## About this task
Where a line in the records below includes "jacket", pull that line out.

[Photo-based referring expression data]
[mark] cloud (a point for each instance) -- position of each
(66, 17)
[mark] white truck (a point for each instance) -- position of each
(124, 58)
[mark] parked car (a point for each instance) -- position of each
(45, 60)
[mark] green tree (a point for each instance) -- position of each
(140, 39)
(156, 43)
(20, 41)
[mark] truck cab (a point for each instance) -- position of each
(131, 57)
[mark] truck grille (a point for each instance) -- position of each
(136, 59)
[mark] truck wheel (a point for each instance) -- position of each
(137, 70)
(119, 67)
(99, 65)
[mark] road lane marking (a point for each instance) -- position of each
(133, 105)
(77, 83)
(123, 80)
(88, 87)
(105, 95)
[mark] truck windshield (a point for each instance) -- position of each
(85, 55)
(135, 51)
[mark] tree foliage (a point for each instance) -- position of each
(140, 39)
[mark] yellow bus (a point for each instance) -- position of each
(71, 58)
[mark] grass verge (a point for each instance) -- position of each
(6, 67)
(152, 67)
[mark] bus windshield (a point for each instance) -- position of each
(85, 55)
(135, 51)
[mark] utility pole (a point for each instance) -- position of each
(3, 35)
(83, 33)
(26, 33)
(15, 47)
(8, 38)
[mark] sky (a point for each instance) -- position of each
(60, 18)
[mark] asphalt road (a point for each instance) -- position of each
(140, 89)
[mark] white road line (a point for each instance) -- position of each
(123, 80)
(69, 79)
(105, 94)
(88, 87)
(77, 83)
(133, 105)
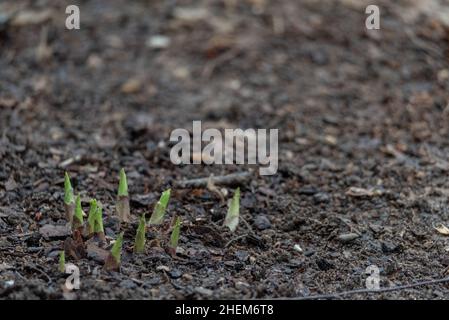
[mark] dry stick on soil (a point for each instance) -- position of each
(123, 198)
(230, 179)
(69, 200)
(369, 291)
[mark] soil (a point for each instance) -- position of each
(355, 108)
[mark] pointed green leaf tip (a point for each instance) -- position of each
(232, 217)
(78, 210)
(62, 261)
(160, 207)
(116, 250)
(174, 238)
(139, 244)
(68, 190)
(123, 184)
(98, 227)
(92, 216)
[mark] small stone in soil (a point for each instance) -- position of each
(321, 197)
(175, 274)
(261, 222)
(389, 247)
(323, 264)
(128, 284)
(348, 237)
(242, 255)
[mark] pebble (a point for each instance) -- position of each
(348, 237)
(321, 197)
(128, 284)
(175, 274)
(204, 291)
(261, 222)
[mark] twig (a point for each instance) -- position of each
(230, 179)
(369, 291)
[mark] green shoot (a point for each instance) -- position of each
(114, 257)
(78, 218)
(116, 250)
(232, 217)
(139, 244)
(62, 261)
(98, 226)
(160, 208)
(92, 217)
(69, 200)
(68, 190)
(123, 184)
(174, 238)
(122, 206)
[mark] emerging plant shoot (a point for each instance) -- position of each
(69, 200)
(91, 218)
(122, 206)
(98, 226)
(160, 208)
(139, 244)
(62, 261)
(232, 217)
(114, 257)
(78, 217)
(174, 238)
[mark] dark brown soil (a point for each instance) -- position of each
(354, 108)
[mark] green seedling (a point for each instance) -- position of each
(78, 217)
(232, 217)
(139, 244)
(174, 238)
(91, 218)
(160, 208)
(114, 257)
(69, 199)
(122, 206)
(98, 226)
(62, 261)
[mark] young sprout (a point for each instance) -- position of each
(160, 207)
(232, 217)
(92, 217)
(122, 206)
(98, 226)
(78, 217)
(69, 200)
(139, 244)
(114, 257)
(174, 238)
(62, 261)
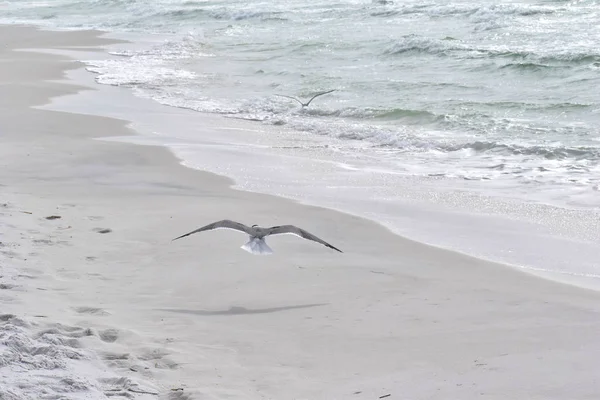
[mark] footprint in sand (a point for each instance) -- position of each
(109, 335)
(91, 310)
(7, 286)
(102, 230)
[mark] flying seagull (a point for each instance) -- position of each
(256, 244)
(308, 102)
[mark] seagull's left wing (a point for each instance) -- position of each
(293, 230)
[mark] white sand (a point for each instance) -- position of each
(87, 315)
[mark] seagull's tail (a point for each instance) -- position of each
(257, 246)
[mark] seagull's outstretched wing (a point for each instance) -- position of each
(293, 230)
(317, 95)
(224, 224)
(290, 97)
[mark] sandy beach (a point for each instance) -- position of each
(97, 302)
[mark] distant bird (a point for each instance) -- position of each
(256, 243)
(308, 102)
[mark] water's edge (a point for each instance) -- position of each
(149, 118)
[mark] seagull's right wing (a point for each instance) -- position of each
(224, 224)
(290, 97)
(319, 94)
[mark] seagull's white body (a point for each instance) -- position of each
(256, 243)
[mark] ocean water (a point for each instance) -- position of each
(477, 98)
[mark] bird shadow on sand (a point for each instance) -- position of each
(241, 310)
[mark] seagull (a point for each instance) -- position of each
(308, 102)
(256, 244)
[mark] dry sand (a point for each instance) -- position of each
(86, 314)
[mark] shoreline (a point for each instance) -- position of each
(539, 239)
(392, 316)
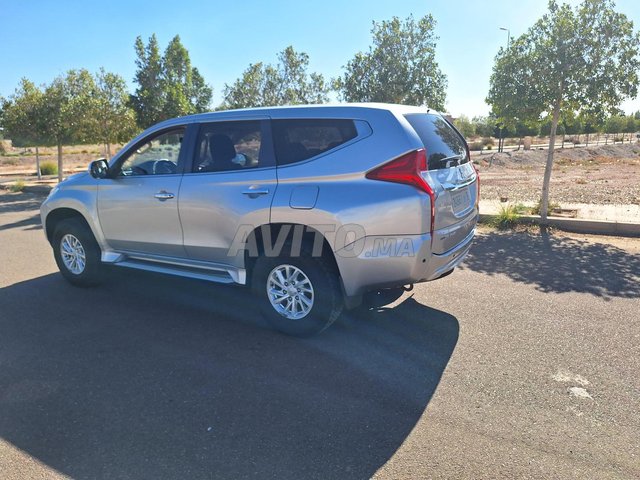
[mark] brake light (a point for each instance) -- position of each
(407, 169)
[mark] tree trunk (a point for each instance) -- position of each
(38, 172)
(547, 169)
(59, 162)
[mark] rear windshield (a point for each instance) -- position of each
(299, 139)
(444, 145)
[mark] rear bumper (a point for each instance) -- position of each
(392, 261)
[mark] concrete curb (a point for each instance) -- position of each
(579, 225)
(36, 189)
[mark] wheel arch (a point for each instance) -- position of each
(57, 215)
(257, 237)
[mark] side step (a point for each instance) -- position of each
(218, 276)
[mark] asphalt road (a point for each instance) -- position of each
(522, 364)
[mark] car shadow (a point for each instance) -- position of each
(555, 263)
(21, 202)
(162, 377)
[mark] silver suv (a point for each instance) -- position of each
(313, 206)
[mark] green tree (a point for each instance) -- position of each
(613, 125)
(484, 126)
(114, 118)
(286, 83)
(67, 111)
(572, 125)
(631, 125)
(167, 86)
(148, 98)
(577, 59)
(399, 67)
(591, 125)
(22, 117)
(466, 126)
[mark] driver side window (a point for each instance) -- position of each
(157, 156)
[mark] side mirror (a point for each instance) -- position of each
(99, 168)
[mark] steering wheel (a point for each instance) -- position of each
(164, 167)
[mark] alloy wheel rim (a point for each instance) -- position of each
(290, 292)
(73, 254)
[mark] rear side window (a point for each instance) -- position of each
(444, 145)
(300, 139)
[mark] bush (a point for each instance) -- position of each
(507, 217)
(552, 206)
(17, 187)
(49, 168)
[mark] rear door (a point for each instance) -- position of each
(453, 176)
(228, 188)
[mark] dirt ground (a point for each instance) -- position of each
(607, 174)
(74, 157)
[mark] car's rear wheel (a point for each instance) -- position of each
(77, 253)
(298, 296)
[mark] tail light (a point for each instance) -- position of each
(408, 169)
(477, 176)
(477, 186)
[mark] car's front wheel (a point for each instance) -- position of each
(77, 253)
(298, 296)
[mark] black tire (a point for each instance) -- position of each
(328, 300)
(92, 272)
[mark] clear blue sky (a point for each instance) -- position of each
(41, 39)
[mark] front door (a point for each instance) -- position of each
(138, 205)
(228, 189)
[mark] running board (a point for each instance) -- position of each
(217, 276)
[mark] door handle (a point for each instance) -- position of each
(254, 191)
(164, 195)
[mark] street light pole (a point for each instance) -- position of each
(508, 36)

* * *

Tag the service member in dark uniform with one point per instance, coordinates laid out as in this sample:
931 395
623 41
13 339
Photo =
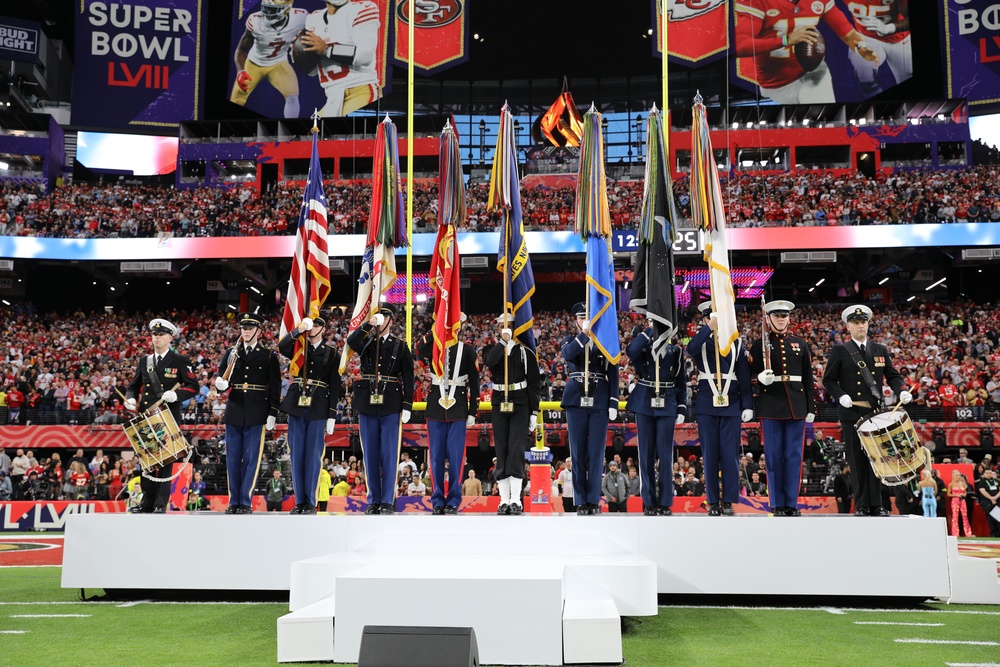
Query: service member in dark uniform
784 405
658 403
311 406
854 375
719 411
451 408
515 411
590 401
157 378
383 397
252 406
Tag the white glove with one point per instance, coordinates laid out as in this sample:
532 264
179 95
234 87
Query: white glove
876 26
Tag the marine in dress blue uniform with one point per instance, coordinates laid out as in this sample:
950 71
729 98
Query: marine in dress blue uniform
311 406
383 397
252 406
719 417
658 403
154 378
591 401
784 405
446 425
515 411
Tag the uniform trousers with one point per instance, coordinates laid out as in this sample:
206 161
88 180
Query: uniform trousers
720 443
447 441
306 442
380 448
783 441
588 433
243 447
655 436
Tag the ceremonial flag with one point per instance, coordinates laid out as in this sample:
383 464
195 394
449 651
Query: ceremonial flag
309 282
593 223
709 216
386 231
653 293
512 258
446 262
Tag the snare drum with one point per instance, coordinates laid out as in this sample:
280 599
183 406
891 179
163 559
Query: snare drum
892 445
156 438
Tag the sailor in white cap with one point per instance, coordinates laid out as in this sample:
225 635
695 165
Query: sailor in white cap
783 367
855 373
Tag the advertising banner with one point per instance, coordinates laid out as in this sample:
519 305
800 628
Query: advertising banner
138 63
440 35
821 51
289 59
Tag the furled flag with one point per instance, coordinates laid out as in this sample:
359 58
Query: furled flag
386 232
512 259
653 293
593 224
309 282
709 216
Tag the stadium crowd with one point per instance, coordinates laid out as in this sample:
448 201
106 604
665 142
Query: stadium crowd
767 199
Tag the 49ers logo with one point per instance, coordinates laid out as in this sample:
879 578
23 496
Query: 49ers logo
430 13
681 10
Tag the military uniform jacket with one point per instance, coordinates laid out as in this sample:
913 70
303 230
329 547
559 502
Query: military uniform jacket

==

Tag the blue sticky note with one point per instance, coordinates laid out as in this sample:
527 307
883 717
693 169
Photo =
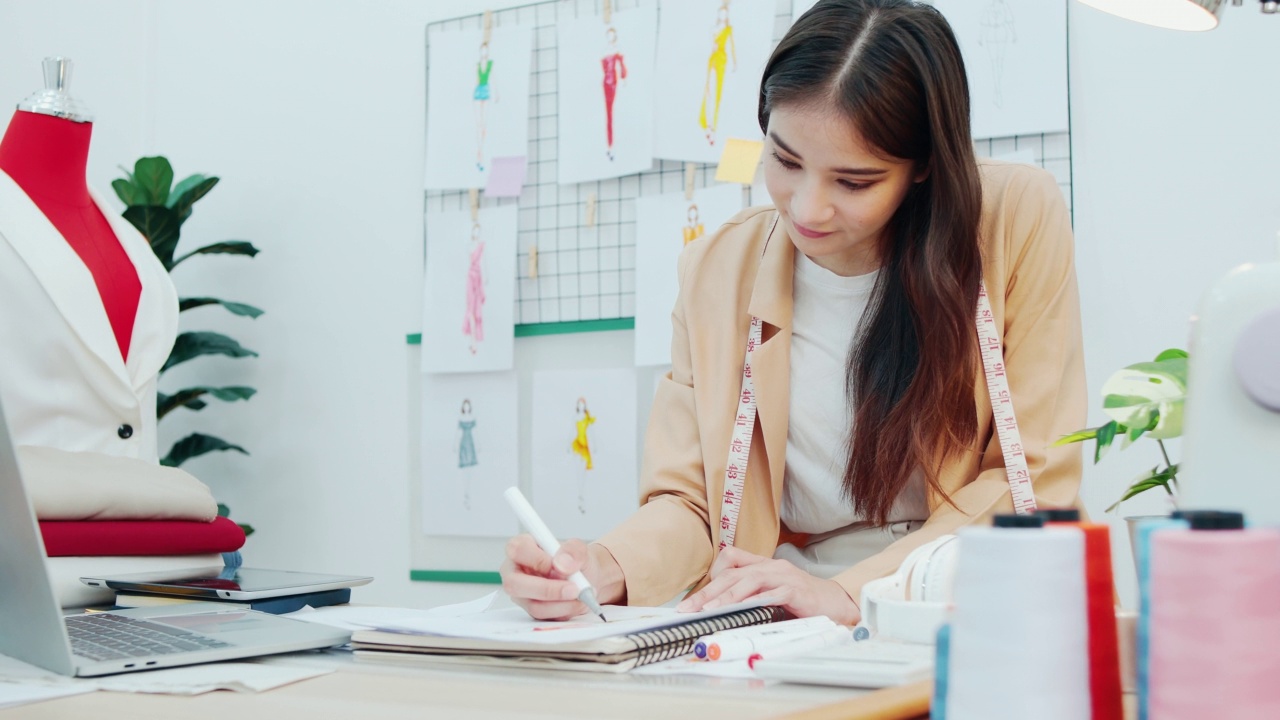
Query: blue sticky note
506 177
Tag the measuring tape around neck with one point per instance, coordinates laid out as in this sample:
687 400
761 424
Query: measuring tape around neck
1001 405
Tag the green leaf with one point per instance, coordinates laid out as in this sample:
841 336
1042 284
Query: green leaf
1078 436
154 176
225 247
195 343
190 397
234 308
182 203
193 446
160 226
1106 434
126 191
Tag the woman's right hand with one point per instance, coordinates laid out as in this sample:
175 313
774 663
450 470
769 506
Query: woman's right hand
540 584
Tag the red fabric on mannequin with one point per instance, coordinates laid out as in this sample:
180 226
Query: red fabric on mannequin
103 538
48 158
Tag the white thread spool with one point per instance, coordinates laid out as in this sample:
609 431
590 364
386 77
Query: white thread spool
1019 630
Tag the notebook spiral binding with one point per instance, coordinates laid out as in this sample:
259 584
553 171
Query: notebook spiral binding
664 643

## Task answer
Tag the military uniform jacket with one point per instance, coordinates laid out as in this sample:
Query: military uniform jacket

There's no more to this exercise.